Recently I wrote my own implementation of a utility for recursive output of the directories' contents, kind of similar to the ls Linux utility with the -Ro flags. As a training, I wrote it in C.
I would love to hear your feedback on possible optimizations, better error handling, flaws in implementation, or the code in general.
I usually code in C++ and it so happened that I'm not very familiar with C, so maybe some places could have been implemented better, but I need someone experienced to point this out. Thanks!
#include <sys/stat.h>
#include <dirent.h>
#include <pwd.h>
#include <unistd.h>
#include <stdio.h>
#include <stdlib.h>
#include <time.h>
#include <string.h>
#include <errno.h>
#include <error.h>
#include <locale.h>
#include <malloc.h>
#include <stddef.h>
#define BUF_SIZE 1024 /* initial size of the buffer for storing file information */
#define UNAME_MAX 32
#define DATE_LEN 20
#define PERM_LEN 10
#define MINOR_ERROR 1
#define FATAL_ERROR 2
enum file_type {
REGULAR,
DIRECTORY,
SYMLINK,
FIFO,
SOCKET,
EXECUTABLE,
UNKNOWN
};
const char *file_type_str[] = { /* for some reason, this works faster than the array of chars.
There may be some kind of alignment issues, not sure */
[REGULAR] = "",
[DIRECTORY] = "/",
[SYMLINK] = "@",
[FIFO] = "|",
[SOCKET] = "=",
[EXECUTABLE] = "*",
[UNKNOWN] = "?"

(YOUR TASK):
Continue the C source of the recursive directory-listing utility, starting right after its last line.

(SUPPLIED INFORMATION):
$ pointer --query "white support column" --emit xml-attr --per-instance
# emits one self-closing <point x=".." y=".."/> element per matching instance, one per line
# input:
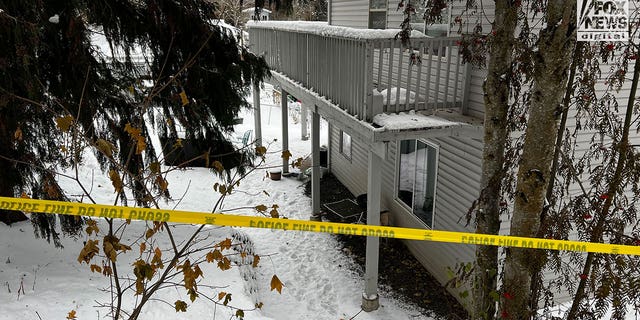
<point x="284" y="103"/>
<point x="370" y="299"/>
<point x="304" y="112"/>
<point x="257" y="119"/>
<point x="315" y="165"/>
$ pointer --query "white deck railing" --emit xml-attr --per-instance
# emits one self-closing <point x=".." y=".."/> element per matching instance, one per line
<point x="347" y="65"/>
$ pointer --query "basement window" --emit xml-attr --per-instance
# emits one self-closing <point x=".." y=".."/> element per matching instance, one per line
<point x="345" y="144"/>
<point x="377" y="14"/>
<point x="417" y="175"/>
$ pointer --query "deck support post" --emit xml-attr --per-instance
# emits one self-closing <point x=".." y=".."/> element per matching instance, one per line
<point x="370" y="299"/>
<point x="257" y="119"/>
<point x="315" y="165"/>
<point x="284" y="103"/>
<point x="304" y="113"/>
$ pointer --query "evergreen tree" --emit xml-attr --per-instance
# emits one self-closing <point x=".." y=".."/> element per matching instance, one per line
<point x="170" y="63"/>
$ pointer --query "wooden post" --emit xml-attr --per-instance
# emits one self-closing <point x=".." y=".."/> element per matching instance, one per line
<point x="304" y="112"/>
<point x="257" y="119"/>
<point x="370" y="299"/>
<point x="315" y="165"/>
<point x="284" y="103"/>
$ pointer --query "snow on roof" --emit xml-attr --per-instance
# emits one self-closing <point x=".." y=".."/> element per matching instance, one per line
<point x="323" y="29"/>
<point x="411" y="120"/>
<point x="254" y="9"/>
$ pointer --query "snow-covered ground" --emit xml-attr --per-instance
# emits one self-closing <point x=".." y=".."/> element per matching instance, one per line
<point x="38" y="281"/>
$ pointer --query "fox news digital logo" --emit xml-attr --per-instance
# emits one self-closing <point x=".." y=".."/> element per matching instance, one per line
<point x="600" y="20"/>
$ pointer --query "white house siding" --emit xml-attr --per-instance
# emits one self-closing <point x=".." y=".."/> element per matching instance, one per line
<point x="394" y="16"/>
<point x="351" y="172"/>
<point x="350" y="13"/>
<point x="458" y="181"/>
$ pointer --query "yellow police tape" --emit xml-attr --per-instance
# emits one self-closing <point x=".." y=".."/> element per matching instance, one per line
<point x="106" y="211"/>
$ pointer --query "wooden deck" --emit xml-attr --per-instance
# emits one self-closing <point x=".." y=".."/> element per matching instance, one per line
<point x="346" y="68"/>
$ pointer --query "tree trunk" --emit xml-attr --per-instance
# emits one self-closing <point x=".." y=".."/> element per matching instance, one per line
<point x="552" y="60"/>
<point x="6" y="190"/>
<point x="496" y="89"/>
<point x="613" y="188"/>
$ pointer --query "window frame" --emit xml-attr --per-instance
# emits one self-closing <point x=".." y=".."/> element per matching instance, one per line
<point x="378" y="10"/>
<point x="396" y="196"/>
<point x="342" y="145"/>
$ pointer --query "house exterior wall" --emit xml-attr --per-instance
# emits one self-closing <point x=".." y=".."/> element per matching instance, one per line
<point x="457" y="187"/>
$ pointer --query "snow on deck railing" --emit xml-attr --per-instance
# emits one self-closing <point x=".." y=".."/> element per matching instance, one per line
<point x="323" y="29"/>
<point x="352" y="66"/>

(RESPONSE TO THE EXERCISE):
};
struct file_info {
struct stat st;
enum file_type type;
char *name;
char *path;
char *target;
};
struct user_info {
char name[UNAME_MAX];
uid_t uid;
struct user_info *next;
};
static struct user_info *user_info_cache; /* cache the results of the expensive getpwuid() calls */
static int exit_status;
static void
init(void) {
tzset(); /* call tzset() to initialize the timezone information before call to reentrant localtime_r()
according to POSIX.1-2004 */
setlocale(LC_COLLATE, ""); /* set the locale for collation aware string comparison */
}
static int
compare_file_name(const void *a, const void *b) {
return strcoll(((const struct file_info *) a)->name, ((const struct file_info *) b)->name);
}
static void
*xmalloc(size_t size) {
void *ptr = malloc(size);
if (ptr == NULL) {
error(FATAL_ERROR, errno, "malloc");
__builtin_unreachable(); /* if status given to error() is a nonzero value, error() calls exit(3)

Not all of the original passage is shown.